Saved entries
§

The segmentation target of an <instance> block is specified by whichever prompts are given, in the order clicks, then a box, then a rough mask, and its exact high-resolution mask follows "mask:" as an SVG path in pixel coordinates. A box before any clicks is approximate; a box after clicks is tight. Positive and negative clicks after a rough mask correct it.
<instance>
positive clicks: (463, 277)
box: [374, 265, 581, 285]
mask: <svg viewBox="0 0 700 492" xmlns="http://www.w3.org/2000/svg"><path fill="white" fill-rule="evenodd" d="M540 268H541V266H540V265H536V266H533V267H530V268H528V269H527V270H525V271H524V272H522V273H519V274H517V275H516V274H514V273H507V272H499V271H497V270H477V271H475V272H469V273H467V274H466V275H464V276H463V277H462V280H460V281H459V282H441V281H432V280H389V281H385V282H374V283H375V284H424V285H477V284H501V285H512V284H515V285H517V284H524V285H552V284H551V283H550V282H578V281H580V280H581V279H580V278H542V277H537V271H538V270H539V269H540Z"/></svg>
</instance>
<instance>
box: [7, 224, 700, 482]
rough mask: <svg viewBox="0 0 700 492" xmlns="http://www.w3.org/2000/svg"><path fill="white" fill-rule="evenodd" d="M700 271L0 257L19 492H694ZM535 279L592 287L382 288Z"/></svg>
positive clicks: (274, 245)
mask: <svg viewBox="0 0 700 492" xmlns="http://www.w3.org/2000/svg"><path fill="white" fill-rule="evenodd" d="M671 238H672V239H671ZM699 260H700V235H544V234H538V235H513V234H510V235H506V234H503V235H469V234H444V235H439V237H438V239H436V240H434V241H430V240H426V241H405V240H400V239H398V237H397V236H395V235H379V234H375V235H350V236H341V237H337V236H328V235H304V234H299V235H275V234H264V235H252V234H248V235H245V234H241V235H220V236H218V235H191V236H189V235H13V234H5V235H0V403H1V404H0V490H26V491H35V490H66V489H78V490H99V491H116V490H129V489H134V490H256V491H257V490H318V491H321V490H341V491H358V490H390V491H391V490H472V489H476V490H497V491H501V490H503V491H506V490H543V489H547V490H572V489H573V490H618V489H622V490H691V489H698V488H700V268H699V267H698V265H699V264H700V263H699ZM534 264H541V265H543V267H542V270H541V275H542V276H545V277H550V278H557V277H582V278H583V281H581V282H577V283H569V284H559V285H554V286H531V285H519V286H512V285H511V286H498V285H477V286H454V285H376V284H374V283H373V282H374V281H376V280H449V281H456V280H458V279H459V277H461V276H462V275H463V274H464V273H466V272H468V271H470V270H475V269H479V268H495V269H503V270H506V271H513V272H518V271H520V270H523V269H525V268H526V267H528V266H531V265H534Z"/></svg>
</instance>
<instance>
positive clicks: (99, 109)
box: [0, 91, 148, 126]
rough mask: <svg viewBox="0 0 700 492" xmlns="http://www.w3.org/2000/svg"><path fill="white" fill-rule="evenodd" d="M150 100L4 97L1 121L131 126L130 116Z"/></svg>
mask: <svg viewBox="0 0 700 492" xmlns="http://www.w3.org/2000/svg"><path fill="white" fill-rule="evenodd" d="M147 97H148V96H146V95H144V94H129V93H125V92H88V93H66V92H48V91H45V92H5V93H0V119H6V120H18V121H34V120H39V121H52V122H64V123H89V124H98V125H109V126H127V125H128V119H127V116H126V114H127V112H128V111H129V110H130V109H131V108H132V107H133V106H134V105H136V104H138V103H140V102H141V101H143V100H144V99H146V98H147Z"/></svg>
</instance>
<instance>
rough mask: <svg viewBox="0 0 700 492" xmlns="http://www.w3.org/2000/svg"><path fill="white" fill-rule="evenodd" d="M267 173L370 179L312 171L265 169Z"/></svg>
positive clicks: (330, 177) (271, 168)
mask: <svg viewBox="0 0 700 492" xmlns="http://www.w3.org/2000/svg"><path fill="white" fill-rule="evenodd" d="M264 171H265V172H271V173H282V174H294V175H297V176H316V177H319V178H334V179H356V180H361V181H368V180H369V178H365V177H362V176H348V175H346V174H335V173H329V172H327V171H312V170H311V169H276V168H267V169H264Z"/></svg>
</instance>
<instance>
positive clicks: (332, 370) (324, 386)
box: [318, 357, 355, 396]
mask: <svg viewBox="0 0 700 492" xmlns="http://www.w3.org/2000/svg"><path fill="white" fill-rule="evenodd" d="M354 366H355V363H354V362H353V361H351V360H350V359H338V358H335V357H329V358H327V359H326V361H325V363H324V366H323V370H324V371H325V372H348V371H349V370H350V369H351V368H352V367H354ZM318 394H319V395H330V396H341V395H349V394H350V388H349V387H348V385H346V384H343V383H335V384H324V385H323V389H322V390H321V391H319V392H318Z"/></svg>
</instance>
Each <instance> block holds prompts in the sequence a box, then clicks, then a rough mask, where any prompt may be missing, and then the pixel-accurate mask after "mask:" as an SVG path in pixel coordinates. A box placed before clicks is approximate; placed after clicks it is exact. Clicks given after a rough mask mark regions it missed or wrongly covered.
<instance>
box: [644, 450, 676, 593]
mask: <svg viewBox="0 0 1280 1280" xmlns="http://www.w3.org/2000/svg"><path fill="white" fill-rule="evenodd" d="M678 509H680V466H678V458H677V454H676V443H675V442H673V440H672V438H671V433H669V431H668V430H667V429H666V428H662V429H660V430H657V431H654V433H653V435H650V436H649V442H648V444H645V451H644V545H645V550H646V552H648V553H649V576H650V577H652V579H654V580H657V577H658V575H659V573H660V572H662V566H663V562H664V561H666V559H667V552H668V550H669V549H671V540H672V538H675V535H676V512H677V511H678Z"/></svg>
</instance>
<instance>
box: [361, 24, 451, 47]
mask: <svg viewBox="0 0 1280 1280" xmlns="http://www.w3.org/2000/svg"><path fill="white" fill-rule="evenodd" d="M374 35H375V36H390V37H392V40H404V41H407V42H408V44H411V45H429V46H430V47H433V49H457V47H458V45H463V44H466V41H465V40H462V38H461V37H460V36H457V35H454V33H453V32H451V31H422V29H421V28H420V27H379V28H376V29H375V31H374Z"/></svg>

§

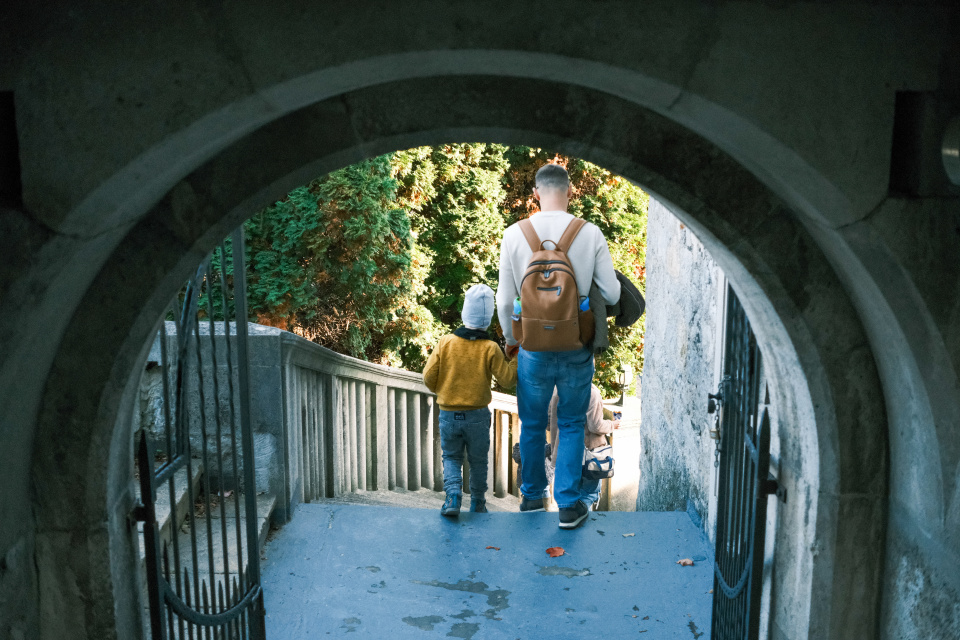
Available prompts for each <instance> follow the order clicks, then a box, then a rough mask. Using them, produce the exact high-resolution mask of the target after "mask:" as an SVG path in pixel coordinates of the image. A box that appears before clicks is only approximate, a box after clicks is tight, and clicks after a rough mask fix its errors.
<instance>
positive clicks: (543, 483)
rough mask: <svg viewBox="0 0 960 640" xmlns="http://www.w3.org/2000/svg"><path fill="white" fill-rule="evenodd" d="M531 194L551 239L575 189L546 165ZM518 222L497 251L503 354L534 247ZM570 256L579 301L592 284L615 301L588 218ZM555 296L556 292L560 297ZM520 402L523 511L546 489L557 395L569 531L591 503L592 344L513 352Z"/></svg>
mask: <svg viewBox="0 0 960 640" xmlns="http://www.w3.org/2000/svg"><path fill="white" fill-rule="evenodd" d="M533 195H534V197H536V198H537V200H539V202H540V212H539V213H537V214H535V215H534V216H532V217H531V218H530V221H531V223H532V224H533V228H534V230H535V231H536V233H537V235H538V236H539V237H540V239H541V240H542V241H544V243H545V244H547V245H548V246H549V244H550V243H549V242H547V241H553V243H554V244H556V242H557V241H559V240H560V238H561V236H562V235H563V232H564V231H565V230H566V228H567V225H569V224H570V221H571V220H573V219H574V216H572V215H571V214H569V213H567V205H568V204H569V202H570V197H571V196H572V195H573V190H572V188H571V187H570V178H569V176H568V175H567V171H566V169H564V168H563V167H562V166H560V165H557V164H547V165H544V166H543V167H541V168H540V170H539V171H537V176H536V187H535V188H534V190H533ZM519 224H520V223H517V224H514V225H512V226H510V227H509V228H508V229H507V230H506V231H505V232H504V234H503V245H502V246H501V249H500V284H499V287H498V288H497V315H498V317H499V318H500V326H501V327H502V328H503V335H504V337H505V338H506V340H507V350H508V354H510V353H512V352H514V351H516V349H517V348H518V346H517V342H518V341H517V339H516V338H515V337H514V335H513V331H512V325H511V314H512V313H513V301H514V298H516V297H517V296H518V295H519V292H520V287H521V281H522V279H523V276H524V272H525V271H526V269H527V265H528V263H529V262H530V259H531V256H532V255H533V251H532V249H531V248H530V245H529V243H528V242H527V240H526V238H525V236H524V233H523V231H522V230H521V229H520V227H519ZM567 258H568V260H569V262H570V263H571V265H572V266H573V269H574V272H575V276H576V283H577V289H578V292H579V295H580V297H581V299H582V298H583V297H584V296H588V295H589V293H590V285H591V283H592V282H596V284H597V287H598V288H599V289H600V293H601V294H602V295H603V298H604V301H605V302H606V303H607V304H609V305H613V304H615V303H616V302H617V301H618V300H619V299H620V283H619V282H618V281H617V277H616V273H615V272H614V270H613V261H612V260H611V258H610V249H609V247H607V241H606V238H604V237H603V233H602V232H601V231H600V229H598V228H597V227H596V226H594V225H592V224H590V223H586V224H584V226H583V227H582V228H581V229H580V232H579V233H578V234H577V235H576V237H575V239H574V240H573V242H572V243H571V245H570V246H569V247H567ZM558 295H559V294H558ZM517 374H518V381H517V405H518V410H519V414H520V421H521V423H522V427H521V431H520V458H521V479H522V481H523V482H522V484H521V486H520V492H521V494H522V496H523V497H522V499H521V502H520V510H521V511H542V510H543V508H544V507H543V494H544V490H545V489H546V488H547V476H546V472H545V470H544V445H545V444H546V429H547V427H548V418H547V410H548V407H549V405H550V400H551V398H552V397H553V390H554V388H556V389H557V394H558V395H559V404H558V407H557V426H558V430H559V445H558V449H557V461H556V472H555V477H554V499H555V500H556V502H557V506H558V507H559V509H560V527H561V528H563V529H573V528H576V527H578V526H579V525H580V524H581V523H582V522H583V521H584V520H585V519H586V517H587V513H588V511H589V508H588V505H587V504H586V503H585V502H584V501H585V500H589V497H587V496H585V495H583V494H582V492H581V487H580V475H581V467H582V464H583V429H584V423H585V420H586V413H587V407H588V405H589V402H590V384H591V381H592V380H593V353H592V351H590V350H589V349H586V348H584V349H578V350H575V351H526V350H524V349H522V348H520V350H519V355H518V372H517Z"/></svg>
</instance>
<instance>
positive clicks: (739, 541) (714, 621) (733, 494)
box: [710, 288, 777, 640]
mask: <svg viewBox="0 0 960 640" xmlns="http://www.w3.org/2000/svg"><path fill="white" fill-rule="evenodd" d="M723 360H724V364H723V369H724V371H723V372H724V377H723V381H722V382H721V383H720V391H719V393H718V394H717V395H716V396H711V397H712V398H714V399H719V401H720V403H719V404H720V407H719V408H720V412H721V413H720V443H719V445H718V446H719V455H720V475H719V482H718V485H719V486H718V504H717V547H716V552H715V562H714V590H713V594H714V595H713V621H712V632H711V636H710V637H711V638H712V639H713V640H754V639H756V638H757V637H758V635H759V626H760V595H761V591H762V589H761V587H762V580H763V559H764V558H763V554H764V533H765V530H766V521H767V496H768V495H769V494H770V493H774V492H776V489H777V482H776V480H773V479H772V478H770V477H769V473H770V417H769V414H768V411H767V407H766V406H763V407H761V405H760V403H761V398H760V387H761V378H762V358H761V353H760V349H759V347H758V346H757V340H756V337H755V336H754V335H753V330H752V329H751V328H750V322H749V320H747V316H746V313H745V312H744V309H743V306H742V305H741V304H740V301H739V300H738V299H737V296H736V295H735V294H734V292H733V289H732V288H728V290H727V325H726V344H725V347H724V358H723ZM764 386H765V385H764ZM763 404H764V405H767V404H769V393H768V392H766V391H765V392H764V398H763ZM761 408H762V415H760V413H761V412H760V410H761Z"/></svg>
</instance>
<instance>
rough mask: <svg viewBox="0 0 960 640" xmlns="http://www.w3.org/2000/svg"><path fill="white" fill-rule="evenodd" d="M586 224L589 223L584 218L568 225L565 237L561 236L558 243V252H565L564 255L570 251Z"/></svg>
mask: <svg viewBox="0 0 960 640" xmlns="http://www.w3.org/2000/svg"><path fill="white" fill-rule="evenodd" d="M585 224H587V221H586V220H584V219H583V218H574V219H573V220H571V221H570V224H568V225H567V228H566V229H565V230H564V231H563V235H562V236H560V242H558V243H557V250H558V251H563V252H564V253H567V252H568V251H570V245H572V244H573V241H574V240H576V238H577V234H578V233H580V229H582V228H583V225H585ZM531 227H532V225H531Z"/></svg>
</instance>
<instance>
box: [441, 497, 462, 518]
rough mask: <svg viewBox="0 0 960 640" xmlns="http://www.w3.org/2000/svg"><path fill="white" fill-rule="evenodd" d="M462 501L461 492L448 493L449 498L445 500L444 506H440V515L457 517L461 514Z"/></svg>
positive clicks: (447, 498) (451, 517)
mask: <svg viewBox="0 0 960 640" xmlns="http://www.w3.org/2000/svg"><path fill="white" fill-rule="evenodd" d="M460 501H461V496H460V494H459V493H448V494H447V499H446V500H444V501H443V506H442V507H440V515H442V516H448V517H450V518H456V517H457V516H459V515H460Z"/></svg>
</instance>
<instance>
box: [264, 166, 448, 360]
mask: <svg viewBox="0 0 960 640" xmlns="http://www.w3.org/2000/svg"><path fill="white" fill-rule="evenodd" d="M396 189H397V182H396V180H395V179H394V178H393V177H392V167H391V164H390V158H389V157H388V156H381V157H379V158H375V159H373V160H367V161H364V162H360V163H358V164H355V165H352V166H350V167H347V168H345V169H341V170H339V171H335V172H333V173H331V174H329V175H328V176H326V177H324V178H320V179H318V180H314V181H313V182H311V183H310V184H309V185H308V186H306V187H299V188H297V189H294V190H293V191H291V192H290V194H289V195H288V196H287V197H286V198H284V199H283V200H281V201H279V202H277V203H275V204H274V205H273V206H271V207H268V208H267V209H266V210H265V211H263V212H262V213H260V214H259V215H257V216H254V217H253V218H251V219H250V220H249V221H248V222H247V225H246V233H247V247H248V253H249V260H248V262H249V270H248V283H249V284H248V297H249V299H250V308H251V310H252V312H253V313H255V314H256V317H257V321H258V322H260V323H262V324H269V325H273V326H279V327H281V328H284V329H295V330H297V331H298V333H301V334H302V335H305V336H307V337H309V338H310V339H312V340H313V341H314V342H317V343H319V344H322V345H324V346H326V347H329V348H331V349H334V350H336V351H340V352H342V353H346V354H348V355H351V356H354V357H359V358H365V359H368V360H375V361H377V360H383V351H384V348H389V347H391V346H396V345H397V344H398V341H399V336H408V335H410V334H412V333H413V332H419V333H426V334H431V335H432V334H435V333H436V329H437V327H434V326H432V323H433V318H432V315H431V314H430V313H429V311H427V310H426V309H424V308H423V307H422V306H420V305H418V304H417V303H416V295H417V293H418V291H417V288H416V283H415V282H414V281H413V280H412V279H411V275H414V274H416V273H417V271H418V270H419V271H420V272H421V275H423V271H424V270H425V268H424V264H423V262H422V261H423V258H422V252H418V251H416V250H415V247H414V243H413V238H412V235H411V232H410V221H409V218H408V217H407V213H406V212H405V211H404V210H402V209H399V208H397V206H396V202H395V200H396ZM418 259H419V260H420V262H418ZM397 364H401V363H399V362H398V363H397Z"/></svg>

§

Read through the entries, then copy every line where the string "exact" is found.

The segmentation target of an <instance> block is specified by whichever prompts are given, in the order clicks, then a box, then a rough mask, and its exact high-resolution mask follows "mask:" as an SVG path in pixel coordinates. A box before any clicks is approximate; a box after clicks is tight. Positive and negative clicks after a rough mask correct it.
Each <instance> block holds prompts in the sequence a box, then clicks, then a rough mask, where any prompt may be missing, and then the pixel-accurate mask after "mask:" as an SVG path in pixel coordinates. A box placed before clicks is approximate; placed after clicks it is exact. Clicks given after a rough mask mark regions it missed or wrongly covered.
Available prompts for each <instance> follow the order clicks, then a box, then a rough mask. Using them, produce the exact high-resolution mask of the target after "mask:" as an SVG path in pixel coordinates of the image. A box that appears before clicks is only approximate, a box after clicks is tight, and clicks after a rough mask fix its errors.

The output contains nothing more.